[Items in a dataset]
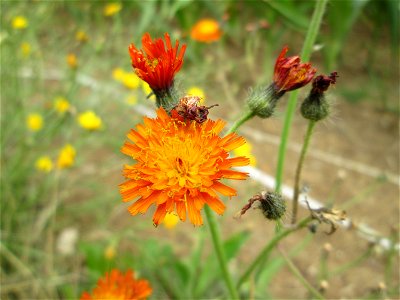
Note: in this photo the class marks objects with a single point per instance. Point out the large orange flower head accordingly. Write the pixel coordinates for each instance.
(179, 164)
(157, 63)
(118, 286)
(290, 74)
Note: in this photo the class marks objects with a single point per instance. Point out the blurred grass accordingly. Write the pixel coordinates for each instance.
(86, 195)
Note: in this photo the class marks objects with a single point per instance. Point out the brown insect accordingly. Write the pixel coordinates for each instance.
(188, 109)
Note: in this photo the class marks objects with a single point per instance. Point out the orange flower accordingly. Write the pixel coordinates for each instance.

→ **Written problem**:
Rewrite the rows above as a numbered list with no blank lines, leaving out the pictures.

→ **The solution**:
1. Note: in this photo the class marks objects with a single point per instance. Point out the large orange flower head accordingly. Write the pixel coordinates for each instance.
2. (179, 164)
3. (157, 63)
4. (118, 286)
5. (290, 74)
6. Note: in this photo the class marks objects with a single point per instance. Point out the blurred grass accordingly. Write the pixel coordinates for each instance.
7. (86, 195)
8. Note: in this photo the class marks objects with a single point per instance. Point out the brown insect accordingly. Write the pixel coordinates for each instance.
9. (188, 109)
10. Note: in this photo the class marks objects with a single point per instance. Point out the orange flower accordingly. Write the pixel coordinates for each instance.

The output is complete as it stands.